→ **The exercise**: Please return every line of the records that contains the string "jacket", matching case exactly.

Collection entries:
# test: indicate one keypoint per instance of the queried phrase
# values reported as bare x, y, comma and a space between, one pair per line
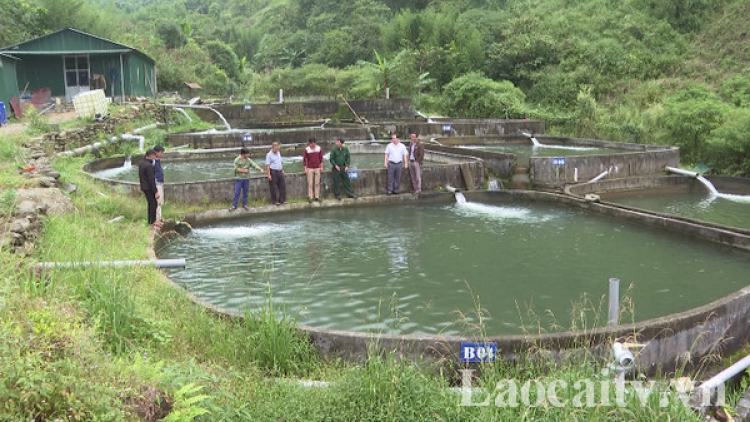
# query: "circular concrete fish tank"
432, 267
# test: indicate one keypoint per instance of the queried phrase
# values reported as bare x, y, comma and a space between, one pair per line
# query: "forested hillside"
669, 71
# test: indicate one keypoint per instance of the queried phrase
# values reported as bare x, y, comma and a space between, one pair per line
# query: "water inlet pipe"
157, 263
683, 172
96, 145
599, 177
726, 374
221, 116
184, 113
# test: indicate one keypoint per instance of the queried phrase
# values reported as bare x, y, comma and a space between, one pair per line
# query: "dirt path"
53, 118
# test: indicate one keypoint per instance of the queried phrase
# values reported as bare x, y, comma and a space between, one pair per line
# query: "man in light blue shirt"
395, 161
275, 172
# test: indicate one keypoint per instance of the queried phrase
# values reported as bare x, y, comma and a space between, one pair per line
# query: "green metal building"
69, 62
8, 79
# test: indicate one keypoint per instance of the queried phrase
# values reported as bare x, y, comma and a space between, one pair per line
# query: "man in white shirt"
396, 159
275, 173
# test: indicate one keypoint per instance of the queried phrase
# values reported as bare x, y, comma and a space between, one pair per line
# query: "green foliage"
171, 34
277, 346
689, 118
475, 96
187, 404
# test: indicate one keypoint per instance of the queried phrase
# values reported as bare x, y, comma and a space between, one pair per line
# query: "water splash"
238, 232
716, 194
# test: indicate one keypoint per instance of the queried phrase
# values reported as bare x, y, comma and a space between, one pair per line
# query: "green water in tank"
428, 268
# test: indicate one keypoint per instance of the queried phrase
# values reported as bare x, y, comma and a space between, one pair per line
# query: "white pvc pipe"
682, 172
141, 140
157, 263
221, 116
96, 145
599, 177
726, 374
184, 113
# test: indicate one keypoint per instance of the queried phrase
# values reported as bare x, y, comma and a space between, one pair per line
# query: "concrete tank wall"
371, 182
234, 140
670, 341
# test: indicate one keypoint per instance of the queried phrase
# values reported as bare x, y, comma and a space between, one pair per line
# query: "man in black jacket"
147, 176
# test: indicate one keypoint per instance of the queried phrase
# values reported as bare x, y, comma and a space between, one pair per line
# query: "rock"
47, 182
70, 188
25, 208
20, 225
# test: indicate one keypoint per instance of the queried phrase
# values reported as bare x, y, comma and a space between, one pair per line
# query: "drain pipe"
157, 263
682, 172
96, 145
184, 113
726, 374
141, 140
599, 177
221, 116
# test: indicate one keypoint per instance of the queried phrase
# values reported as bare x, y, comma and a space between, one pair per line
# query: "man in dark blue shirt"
159, 174
148, 183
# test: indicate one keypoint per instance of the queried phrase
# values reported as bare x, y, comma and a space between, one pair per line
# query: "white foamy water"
243, 231
475, 209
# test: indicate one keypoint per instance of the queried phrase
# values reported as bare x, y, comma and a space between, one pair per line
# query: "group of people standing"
396, 158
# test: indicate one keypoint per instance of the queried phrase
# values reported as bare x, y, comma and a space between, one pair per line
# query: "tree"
475, 96
171, 34
224, 58
689, 118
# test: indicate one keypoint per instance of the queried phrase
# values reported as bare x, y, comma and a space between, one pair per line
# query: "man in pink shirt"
312, 160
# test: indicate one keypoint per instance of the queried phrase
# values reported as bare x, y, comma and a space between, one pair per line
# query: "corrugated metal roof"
69, 41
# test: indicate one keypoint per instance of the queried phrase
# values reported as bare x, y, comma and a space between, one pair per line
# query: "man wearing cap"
395, 160
312, 160
159, 174
416, 157
242, 166
341, 160
275, 172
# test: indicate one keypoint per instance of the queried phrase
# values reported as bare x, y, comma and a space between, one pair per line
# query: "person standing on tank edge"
275, 173
159, 173
416, 157
395, 159
147, 178
242, 166
341, 160
312, 160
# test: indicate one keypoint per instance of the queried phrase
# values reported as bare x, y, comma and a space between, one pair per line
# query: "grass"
83, 344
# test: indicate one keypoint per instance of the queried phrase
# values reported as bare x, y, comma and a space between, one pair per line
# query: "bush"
475, 96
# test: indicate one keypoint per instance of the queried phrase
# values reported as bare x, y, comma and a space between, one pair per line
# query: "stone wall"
670, 341
73, 138
499, 164
241, 116
479, 127
544, 175
371, 182
234, 140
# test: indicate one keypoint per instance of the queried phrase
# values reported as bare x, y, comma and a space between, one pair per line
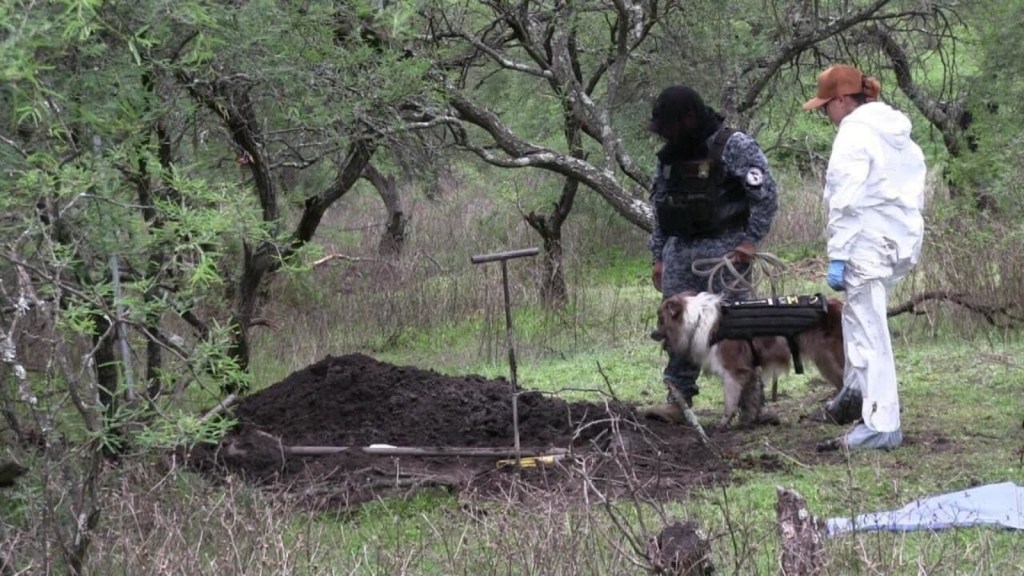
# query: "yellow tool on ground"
531, 462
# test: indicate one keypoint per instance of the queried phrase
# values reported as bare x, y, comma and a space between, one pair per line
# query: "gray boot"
843, 409
863, 438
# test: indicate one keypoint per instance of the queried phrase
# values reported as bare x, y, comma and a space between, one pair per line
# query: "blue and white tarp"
994, 504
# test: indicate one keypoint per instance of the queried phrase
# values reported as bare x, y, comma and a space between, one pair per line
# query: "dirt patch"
356, 402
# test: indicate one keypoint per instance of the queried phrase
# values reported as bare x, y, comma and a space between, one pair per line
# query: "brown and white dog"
687, 324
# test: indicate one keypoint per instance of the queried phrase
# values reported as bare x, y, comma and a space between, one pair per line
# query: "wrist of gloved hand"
743, 253
837, 270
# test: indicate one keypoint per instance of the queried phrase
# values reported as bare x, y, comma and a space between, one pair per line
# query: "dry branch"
990, 313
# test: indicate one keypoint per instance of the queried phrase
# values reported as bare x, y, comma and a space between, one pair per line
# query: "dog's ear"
673, 307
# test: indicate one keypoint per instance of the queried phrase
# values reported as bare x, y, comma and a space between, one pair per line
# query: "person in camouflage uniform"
705, 207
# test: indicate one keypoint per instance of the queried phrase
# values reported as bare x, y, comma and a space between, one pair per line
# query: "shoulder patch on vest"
755, 176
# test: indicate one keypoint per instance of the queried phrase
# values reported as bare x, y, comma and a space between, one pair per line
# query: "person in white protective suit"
873, 194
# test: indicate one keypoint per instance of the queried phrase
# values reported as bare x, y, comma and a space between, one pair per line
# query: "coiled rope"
763, 265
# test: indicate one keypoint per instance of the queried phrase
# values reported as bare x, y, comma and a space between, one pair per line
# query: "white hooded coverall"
875, 194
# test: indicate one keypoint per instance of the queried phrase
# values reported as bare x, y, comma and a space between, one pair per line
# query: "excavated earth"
356, 402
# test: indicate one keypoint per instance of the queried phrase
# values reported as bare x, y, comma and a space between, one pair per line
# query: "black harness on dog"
782, 316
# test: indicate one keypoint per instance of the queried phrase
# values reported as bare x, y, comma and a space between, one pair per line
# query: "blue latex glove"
835, 278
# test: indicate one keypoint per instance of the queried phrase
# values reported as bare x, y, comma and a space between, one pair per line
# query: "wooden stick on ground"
387, 450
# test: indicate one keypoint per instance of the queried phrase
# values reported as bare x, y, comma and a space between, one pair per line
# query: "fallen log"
389, 450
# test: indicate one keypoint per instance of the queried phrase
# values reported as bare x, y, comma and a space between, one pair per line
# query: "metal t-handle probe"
504, 257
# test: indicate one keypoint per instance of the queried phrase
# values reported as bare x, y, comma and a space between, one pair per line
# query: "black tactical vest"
700, 200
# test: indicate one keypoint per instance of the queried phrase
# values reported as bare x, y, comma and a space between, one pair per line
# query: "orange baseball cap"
840, 80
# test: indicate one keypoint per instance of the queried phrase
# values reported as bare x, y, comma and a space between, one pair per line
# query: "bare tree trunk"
553, 290
393, 239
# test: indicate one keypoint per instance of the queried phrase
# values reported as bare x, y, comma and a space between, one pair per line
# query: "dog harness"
781, 316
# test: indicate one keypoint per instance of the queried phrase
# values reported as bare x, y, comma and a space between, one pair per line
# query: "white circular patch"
755, 176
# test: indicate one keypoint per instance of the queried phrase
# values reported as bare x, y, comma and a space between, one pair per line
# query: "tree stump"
801, 535
680, 550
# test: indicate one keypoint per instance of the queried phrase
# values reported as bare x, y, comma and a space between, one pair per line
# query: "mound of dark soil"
354, 402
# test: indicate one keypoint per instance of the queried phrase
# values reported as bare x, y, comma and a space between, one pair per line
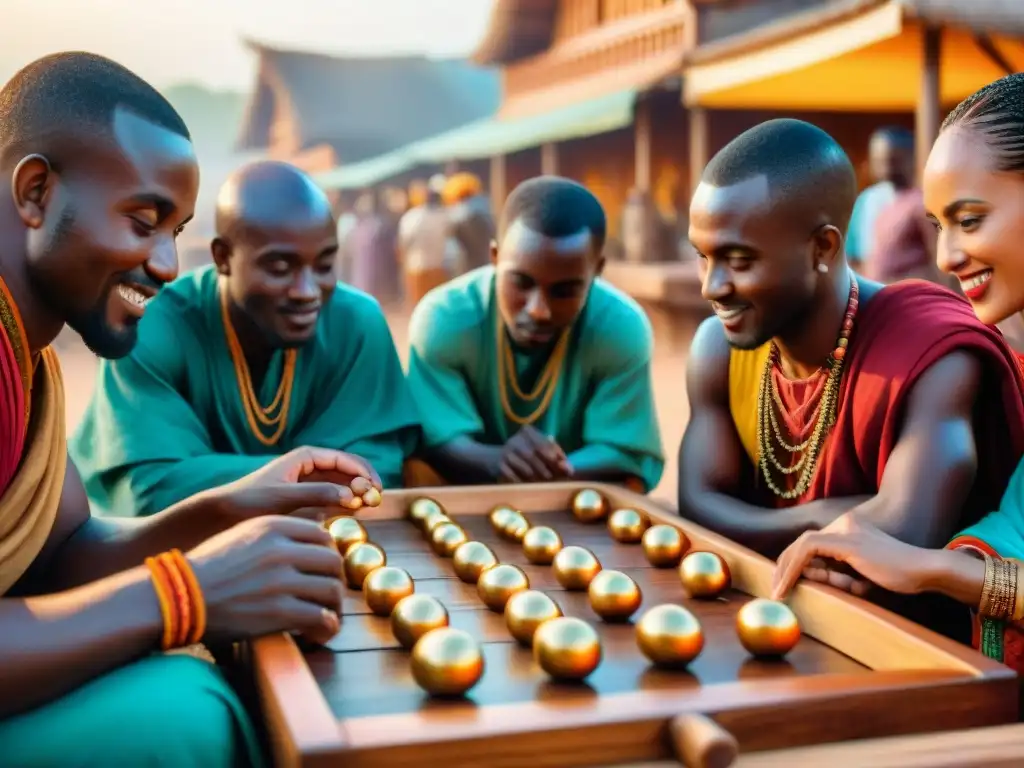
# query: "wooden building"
857, 58
321, 112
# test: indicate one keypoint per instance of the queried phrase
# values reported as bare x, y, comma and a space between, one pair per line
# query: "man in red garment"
816, 393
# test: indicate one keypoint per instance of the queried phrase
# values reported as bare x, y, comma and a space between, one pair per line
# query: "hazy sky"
201, 40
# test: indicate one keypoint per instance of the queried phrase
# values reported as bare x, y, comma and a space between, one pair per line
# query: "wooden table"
858, 672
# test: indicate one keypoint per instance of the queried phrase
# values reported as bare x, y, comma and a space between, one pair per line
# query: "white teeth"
132, 296
977, 281
728, 313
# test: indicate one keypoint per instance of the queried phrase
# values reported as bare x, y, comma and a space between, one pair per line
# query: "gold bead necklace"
824, 414
257, 416
546, 385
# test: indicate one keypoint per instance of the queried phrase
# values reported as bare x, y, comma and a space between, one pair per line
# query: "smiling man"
534, 369
815, 392
246, 359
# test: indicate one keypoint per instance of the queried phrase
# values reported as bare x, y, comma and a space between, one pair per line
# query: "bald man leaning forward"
816, 393
241, 361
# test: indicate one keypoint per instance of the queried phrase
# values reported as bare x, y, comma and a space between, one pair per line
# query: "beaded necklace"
257, 416
809, 451
546, 385
10, 320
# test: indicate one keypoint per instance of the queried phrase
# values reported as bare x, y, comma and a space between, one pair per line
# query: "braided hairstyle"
996, 112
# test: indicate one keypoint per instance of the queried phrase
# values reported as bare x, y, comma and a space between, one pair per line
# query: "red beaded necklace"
804, 456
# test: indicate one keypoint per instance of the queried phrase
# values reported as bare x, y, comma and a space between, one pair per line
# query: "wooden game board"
858, 672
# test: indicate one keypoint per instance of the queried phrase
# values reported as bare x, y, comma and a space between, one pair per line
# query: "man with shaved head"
816, 393
248, 358
532, 369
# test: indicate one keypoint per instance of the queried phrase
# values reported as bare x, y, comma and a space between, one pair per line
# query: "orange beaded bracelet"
165, 596
195, 594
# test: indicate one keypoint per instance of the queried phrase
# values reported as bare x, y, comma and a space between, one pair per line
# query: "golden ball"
446, 538
527, 610
385, 587
497, 585
415, 615
576, 567
613, 596
705, 574
432, 520
670, 636
500, 517
420, 509
627, 525
471, 559
516, 527
589, 506
767, 628
541, 544
345, 531
664, 546
360, 561
446, 662
566, 648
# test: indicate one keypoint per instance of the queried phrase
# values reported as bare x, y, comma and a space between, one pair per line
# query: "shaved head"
768, 220
275, 246
808, 175
269, 195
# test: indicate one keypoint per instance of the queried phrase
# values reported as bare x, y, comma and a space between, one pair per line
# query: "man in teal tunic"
534, 369
241, 361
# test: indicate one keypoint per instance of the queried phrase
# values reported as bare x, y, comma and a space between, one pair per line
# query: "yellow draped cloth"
745, 370
29, 506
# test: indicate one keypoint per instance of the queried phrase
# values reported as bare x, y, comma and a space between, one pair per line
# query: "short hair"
996, 112
556, 207
71, 93
801, 162
895, 135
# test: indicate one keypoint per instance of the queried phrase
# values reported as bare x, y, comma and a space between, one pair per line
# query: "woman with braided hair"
974, 192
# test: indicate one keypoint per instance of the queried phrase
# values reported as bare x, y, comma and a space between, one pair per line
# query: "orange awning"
867, 61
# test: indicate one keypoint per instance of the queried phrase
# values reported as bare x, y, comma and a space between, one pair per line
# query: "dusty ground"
79, 369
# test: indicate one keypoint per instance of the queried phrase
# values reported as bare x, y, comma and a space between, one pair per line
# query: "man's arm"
82, 549
712, 463
621, 434
140, 446
438, 355
934, 463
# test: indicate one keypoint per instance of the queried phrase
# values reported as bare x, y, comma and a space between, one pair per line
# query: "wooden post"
699, 145
642, 145
549, 159
929, 99
499, 188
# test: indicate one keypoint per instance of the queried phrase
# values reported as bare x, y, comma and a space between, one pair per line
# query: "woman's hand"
875, 555
310, 482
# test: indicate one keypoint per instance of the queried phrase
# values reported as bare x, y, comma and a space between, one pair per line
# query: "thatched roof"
364, 107
517, 29
1001, 16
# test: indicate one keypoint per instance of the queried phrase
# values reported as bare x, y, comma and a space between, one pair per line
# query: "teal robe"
602, 413
162, 712
168, 420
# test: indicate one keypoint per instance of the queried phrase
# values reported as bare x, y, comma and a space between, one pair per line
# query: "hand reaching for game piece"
530, 457
875, 556
269, 574
307, 481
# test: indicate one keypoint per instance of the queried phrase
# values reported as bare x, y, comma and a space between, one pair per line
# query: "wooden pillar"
929, 99
499, 185
699, 145
549, 159
642, 147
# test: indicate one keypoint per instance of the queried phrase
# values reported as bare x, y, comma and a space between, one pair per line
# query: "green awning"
487, 138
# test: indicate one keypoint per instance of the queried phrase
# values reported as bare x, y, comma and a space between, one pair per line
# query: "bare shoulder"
949, 387
708, 364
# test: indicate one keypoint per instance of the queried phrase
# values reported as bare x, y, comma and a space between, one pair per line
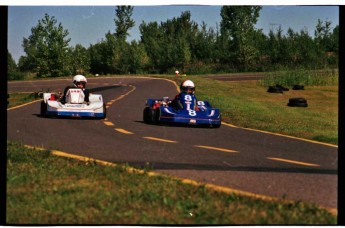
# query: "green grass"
46, 189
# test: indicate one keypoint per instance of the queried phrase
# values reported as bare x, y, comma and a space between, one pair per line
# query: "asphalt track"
243, 159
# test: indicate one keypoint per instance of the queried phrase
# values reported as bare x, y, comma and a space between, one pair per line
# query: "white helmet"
187, 84
79, 79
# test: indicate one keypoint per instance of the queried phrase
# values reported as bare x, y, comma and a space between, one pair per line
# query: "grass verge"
45, 189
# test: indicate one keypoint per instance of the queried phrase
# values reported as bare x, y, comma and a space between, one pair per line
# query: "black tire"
104, 111
298, 105
298, 87
156, 115
43, 111
216, 125
274, 89
297, 102
282, 87
147, 115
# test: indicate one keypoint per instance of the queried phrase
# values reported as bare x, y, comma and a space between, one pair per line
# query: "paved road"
239, 158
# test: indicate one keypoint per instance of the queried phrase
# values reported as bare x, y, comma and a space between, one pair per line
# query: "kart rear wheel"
147, 115
104, 111
43, 109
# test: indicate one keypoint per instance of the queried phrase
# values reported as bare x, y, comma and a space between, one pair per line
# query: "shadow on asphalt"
178, 166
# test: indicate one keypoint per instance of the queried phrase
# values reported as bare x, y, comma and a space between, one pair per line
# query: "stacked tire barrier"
293, 102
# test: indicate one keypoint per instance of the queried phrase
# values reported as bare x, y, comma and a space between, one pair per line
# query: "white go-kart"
74, 105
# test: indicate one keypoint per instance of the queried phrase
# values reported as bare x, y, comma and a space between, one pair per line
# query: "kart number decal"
188, 98
192, 112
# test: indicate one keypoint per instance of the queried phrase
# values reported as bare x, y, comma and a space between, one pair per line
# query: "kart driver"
79, 81
186, 99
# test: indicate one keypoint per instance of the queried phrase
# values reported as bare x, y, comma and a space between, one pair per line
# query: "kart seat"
75, 96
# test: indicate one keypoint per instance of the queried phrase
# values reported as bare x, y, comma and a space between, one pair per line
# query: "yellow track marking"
19, 106
217, 188
293, 162
108, 123
216, 148
158, 139
124, 131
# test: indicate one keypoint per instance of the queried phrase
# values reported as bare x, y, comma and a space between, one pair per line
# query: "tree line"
177, 44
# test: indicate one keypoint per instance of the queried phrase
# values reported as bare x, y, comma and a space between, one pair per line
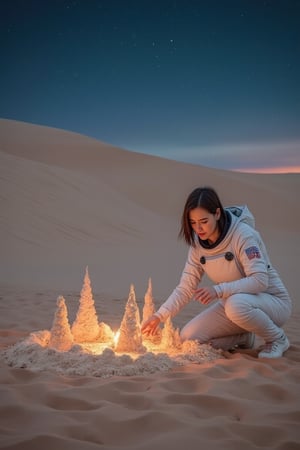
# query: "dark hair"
206, 198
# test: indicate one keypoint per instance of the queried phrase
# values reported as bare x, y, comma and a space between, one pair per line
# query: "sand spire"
60, 336
149, 307
130, 339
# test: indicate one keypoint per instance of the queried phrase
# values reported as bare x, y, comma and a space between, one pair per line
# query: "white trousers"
224, 323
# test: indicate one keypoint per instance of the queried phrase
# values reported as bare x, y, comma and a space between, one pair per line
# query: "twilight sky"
212, 82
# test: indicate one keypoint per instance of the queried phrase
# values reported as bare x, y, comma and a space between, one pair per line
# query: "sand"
68, 201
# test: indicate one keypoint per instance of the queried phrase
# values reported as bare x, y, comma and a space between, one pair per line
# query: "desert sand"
69, 201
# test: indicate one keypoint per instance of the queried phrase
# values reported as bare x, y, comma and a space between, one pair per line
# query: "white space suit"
251, 295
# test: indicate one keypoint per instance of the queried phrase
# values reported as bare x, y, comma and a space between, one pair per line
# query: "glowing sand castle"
86, 331
61, 338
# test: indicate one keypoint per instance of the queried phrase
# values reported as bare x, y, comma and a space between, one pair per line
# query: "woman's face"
205, 224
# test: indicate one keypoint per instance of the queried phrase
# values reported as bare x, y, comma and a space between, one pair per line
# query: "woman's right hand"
149, 328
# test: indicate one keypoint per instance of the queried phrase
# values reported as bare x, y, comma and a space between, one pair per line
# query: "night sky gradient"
210, 82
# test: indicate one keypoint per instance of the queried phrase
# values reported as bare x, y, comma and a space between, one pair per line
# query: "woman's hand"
205, 295
149, 328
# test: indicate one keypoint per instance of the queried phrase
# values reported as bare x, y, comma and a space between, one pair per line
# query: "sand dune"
68, 201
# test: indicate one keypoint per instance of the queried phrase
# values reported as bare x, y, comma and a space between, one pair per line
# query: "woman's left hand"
205, 295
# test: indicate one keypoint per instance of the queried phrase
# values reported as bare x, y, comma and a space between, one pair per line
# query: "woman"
250, 296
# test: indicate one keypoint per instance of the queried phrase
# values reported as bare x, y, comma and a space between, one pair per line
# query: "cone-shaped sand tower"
130, 339
170, 337
60, 336
149, 307
85, 327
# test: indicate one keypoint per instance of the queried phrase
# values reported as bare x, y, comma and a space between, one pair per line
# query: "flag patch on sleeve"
253, 252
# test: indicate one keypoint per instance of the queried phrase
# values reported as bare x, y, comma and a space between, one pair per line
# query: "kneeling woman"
251, 298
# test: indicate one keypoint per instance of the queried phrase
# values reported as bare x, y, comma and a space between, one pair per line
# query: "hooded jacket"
237, 263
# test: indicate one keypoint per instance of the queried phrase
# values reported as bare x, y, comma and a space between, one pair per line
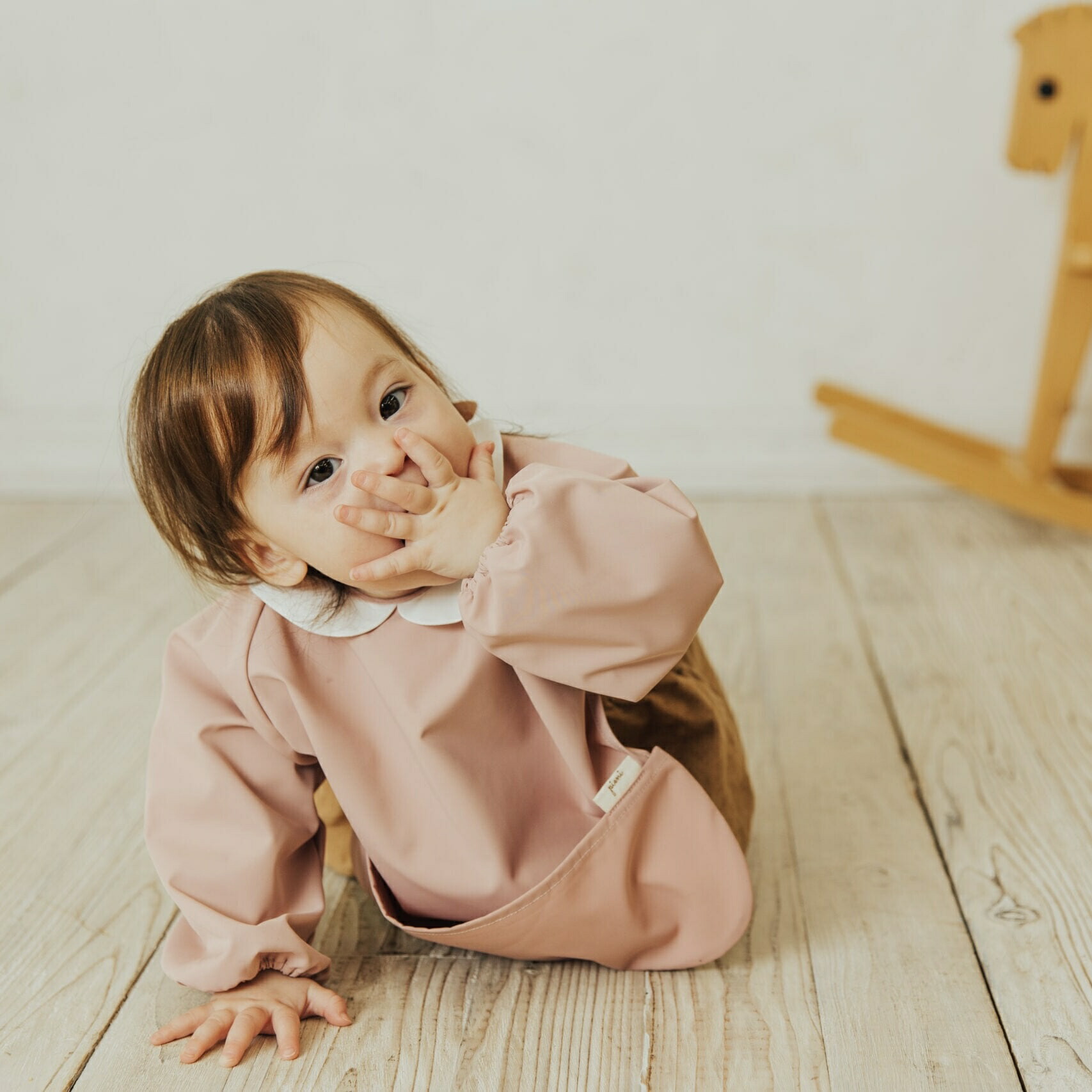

→ **Full solution**:
# query: "man in black jacket"
# query: "hooded jacket"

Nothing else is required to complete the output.